Top of AVAILABLE DATA

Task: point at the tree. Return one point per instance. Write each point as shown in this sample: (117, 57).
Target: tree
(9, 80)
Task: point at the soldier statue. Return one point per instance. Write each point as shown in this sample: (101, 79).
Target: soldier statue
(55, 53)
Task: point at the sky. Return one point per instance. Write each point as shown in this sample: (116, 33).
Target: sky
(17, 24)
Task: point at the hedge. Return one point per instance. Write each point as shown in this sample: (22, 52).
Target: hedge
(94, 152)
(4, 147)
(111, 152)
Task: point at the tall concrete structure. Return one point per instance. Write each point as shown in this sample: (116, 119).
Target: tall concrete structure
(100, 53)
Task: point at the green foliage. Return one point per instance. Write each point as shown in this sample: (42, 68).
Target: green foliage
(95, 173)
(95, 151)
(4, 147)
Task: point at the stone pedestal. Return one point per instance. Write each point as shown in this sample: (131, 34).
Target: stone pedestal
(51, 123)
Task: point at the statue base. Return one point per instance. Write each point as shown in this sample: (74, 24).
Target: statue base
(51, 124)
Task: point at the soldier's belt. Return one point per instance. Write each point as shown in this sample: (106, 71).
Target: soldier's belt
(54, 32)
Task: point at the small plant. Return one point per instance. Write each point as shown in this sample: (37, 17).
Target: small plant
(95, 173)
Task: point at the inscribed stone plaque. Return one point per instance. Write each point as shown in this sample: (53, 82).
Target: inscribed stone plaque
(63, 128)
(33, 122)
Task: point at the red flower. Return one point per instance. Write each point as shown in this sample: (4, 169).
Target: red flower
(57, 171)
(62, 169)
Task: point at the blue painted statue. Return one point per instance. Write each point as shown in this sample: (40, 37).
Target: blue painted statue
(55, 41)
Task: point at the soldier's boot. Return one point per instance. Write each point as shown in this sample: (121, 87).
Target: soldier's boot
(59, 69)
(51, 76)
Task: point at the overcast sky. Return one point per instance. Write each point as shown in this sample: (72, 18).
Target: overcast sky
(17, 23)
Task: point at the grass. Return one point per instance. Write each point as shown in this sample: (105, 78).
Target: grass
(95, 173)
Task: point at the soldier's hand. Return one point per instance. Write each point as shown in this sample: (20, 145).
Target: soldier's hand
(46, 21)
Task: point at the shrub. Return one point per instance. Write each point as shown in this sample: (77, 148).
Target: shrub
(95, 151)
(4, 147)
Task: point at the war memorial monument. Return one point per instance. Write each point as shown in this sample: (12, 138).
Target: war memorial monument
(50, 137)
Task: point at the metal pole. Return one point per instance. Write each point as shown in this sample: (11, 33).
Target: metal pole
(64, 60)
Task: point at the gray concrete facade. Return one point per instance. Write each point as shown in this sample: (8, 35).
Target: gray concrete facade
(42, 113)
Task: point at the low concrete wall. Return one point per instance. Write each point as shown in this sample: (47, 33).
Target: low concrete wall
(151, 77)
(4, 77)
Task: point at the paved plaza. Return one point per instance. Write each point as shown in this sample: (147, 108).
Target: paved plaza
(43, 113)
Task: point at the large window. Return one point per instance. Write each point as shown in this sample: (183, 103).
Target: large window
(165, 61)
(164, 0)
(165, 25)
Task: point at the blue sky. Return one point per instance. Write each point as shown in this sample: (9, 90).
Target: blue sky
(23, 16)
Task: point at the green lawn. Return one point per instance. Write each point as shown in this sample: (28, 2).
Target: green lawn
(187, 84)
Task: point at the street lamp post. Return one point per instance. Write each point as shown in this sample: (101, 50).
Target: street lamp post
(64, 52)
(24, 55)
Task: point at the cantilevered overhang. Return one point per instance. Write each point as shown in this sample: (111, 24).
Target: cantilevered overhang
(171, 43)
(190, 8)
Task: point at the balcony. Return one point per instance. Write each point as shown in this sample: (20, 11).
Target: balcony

Bottom of AVAILABLE DATA

# ABOUT THIS TASK:
Please write out the entries above in full, exactly as they read.

# SOLUTION BELOW:
Task: point at the tree. Return one point per instance. Write each point as shown in this sample: (117, 57).
Target: tree
(9, 80)
Task: point at the soldier statue. Return one point per instance. Write each point as shown in this sample: (101, 79).
Target: soldier statue
(55, 53)
Task: point at the sky. Return one point per instance. Write each point as shown in this sample: (116, 33).
Target: sky
(17, 24)
Task: point at the hedge. Return one point per instance. Write each point as shown in this sample: (22, 52).
Target: hedge
(94, 152)
(4, 147)
(111, 152)
Task: point at the tall concrete structure. Return one point per instance. Write each point as shown in this sample: (116, 119).
Target: tall concrete structure
(100, 53)
Task: point at the green foliage. Return one point per instance. Write each point as shown in this sample: (42, 68).
Target: green foliage
(95, 173)
(95, 151)
(4, 147)
Task: point at the stone pedestal. Return one point per instance. Write each point as shown in this sample: (131, 34).
Target: stone pedestal
(51, 123)
Task: point at the statue base. Return one point per instance. Write each point as shown in this sample: (74, 24).
Target: statue base
(51, 124)
Task: point at the soldier's belt. Return one point per instance. Write each point as shown in this sample: (106, 71).
Target: soldier's belt
(54, 32)
Task: point at the small plant. Return one point per instance. Write each point as shown in this sample: (37, 17).
Target: small plant
(95, 173)
Task: point at the inscribed stone plaque. Return one point per instance. Write each point as shown in this sample: (53, 82).
Target: inscribed stone plaque
(63, 128)
(33, 122)
Task: point at the red flower. Return one point per instance. Write each point as shown in this sample: (4, 169).
Target: red flower
(57, 171)
(62, 169)
Task: point at the blue painted statue. Return one point per instance. Write each point as shown in this sample: (40, 37).
Target: blue painted statue
(55, 41)
Task: point at the soldier's boot. Return one point per instance. Write each point as shown in this sample: (121, 87).
Target: soldier's boot
(59, 69)
(51, 76)
Task: point at the overcast sky. Return one point per instance. Write each point as shown in this sample: (72, 18).
Target: overcast sky
(17, 23)
Task: point at the grass. Return one point per instance. Write each point as shown in this sample: (105, 78).
Target: grass
(95, 173)
Task: point at the soldier's hand. Return one point per instance. Write each point as shown in this sample: (20, 145).
Target: soldier's hand
(46, 21)
Task: point at the shrub. Return one point per instance. Write each point as shown in this sample: (77, 148).
Target: shrub
(95, 151)
(4, 147)
Task: point at the war memorial monument. Return one point per instance. Write each point as shown in this sample: (12, 138).
Target: war memorial monument
(50, 137)
Task: point at the metal pole. Return one point per instance. Write each point as shown in this sample: (11, 33).
Target: metal pole
(64, 60)
Task: point at the gray concrete facade. Return one point per instance. Write each point as shown in this sample: (8, 35).
Target: gray concrete facade
(42, 113)
Task: point at the low concrete wall. Return one point per instance. Write each point as shown in this sample: (47, 33).
Target: low concrete wall
(151, 77)
(4, 77)
Task: point at the paved plaza. Return one point per instance. Write each point as shown in this sample: (147, 108).
Target: paved plaza
(43, 113)
Task: point at the large window. Return one point per instance. Write each point as shown in this sample: (183, 103).
Target: large window
(165, 61)
(164, 0)
(165, 25)
Task: point at the blue sky. Return one point per instance. Write each point as shown in this sample: (9, 90).
Target: blue sky
(23, 16)
Task: point at the green lawn. Return one point per instance. Write each point as shown in this sample: (28, 2).
Target: green lawn
(187, 84)
Task: point at the street lamp post. Return one point per instance. Write each point as shown in this sample: (101, 50).
Target: street lamp post
(64, 52)
(24, 55)
Task: point at the cantilevered overhang. Return one point per instance. Write each point as shown in this sample: (111, 24).
Target: cantilevered overhang
(171, 43)
(190, 8)
Task: point at the balcony. Return one point per instance. Write each point as shown in this sample: (20, 11).
Target: balcony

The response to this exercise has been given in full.